## Begin Selected extract

# Can someone confirm number of Pilot openings?



## skrob (11 Apr 2011)

I talked with my file manager on Friday and heard some bad news - he said they're only hiring 16 pilots this year and all of those slots are for experienced pilots (previous military service).  Just wondering if anyone else has heard this?
I've applied for DEO and am still waiting to attend ASC.  My file manager tried to load me into ASC but they said they wouldn't be taking any candidates because of the pilot hiring situation.


----------



## Griffon (11 Apr 2011)

That sounds pretty close to what was released internally.  I can confirm that the DEO slots are currently earmarked for skilled applicants only at this time.


----------



## Scott (11 Apr 2011)

Stacked said:
			
		

> So what's the question? Do you expect us to have some top-secret information the recruiting center doesn't have?...



Take it easy, he asked if anyone else has heard the same thing. Understandable given that some RC's "seem" to have/give differnt info than others.


----------



## skrob (11 Apr 2011)

Thanks Griffon and Scott.  Stacked, as Scott said, I was just trying to find out if what I was told was accurate.  I will keep waiting and hopefully some slots open up later in the year!


----------



## StonedViper (11 Apr 2011)

I just called CFRC about my file, and yes as of March 21 2011 they are only hiring for skilled individuals that had previous service or trained by the CF, I also applied for that trade but never got to the point of taking the CFAT , etc.... same with the other trades (AEC and ACSO)

## End Selected extract

### Short exercise 1
In the forum thread on pilot openings, how many pilots did skrob's file manager say were being hired this year?
### Short exercise 2
Write a continuation of the forum thread on pilot openings, beginning after its final post.

## Begin Supplied data

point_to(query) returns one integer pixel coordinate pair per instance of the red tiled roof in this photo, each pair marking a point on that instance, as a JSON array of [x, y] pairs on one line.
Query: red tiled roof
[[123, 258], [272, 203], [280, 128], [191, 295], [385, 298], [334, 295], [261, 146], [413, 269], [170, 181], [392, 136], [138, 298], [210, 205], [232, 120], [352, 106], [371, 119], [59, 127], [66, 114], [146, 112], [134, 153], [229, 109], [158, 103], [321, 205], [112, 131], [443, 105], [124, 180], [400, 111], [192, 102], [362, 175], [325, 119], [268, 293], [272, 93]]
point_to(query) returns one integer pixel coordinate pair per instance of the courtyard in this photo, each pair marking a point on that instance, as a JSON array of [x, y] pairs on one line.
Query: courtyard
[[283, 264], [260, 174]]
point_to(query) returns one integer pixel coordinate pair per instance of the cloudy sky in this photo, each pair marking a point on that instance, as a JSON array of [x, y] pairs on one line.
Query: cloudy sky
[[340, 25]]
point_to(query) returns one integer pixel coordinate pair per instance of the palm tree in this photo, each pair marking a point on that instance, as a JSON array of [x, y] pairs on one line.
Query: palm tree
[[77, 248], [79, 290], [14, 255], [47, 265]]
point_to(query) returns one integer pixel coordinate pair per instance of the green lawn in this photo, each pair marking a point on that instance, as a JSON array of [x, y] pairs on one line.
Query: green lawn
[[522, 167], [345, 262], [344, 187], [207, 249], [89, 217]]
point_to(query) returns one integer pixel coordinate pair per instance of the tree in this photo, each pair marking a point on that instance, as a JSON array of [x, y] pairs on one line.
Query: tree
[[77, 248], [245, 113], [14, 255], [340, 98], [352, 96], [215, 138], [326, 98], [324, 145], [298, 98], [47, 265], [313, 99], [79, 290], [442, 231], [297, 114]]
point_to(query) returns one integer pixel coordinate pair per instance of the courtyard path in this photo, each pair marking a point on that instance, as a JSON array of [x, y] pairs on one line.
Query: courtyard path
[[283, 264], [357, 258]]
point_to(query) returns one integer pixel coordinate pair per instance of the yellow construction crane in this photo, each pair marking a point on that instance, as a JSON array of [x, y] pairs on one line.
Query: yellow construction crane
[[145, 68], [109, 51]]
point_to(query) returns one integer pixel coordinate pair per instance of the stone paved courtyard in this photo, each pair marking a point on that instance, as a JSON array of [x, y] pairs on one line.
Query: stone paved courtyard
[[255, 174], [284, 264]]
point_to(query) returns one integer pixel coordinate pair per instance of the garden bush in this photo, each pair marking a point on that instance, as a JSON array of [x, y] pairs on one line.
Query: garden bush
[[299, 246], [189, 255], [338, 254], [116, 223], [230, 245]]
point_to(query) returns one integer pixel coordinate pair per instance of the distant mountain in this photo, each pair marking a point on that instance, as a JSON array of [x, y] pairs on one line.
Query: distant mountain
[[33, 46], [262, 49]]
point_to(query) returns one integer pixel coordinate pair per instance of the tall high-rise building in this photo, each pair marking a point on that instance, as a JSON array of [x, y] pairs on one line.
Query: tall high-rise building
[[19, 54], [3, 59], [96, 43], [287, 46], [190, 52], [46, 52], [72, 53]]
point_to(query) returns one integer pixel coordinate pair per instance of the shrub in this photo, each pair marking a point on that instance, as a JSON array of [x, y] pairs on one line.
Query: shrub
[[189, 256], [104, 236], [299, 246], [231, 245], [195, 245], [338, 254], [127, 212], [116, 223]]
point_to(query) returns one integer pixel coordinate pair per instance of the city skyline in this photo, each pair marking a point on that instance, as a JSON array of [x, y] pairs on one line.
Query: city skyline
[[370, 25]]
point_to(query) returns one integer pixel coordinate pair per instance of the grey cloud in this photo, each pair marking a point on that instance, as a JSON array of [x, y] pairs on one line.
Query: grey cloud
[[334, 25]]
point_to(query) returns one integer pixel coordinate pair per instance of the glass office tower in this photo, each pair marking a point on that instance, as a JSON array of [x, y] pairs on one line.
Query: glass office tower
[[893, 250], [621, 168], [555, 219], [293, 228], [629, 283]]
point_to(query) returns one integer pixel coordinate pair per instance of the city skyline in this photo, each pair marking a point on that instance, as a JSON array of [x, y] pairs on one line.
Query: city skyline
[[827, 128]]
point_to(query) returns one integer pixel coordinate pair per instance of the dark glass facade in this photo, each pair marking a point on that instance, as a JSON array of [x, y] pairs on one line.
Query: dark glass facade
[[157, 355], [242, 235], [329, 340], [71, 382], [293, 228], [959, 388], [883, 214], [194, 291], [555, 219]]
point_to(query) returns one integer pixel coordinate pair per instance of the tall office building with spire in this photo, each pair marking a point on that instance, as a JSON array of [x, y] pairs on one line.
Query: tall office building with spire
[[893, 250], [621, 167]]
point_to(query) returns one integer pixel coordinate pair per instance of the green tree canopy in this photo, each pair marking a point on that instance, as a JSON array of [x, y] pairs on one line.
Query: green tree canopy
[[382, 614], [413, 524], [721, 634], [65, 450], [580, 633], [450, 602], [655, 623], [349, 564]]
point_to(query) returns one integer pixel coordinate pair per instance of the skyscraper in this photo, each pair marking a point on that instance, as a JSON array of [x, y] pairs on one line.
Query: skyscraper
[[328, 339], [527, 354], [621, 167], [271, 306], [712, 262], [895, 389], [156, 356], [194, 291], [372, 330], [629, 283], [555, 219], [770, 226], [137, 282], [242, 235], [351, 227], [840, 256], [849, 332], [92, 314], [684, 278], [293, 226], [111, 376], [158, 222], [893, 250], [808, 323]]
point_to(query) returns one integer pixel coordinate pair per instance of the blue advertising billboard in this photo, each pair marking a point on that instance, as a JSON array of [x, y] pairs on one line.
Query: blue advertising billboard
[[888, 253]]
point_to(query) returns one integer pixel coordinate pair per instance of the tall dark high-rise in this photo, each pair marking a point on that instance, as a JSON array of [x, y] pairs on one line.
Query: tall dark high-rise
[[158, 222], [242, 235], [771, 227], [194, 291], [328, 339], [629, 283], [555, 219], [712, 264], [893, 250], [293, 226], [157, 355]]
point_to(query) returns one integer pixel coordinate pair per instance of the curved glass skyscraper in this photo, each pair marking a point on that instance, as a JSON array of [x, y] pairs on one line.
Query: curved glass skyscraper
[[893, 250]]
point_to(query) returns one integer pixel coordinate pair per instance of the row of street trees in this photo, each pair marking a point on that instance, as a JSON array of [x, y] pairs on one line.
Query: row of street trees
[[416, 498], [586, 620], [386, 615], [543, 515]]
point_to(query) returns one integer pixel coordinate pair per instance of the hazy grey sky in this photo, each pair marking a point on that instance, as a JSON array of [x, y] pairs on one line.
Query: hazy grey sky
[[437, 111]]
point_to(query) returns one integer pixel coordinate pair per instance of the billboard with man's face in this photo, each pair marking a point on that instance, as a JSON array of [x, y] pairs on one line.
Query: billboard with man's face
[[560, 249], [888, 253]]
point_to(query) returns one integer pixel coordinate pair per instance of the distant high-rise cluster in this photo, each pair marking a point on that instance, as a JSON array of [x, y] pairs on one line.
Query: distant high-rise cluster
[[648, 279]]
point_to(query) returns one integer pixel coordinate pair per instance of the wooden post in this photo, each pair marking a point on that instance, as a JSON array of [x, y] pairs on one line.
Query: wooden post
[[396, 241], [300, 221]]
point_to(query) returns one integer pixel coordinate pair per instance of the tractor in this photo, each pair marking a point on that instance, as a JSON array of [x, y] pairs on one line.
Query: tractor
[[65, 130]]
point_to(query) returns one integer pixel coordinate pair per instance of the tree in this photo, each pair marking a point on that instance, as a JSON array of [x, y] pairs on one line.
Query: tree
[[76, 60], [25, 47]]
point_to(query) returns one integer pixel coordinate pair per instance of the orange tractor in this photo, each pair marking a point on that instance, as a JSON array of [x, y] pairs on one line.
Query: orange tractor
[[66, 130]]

## End Supplied data

### Exercise response 1
Sixteen pilots.

### Exercise response 2
----------



## Islander03 (11 Apr 2011)

ACSO positions are only being filled by people with previous experience too?
...
that blows


----------



## Griffon (11 Apr 2011)

Keep in mind that the Skilled requirement is for DEO ONLY.  It doesn't apply to ROTP applications.


----------



## snyper21 (2 Jun 2011)

Would it be unusual for new pilot DEO numbers to become available during the year (before April 2012)? Especially with this new budget that will be passing...?

Snyper


----------



## dapaterson (2 Jun 2011)

snyper21 said:
			
		

> Would it be unusual for new pilot DEO numbers to become available during the year (before April 2012)? Especially with this new budget that will be passing...?
> 
> Snyper



Yes, it would be unusual.  Pilot intake is constrained by training capacity.  Increasing pilot training capacity is not easily done in the short term, and there are already sufficient numbers of people in the training pipeline that increases would only give the CF mroe people waiting.


----------



## jathukor (12 Aug 2011)

I am appliying for a pilot position from ROTP. Since I am going to university I do not have much free space to book a Air Crew Selection until the winter break or maybe reading week during mid Febuary (most likely choice); because it requires a full week. Does anybody know if pilot offers are made only after all the ACS's are completed or on an on going basis. I am just wondering if I take the mid-Feb ACS (as opposed to during my winter break 2-3 months earlier), if they would have run out of the alloted number of ROTP pilot offers?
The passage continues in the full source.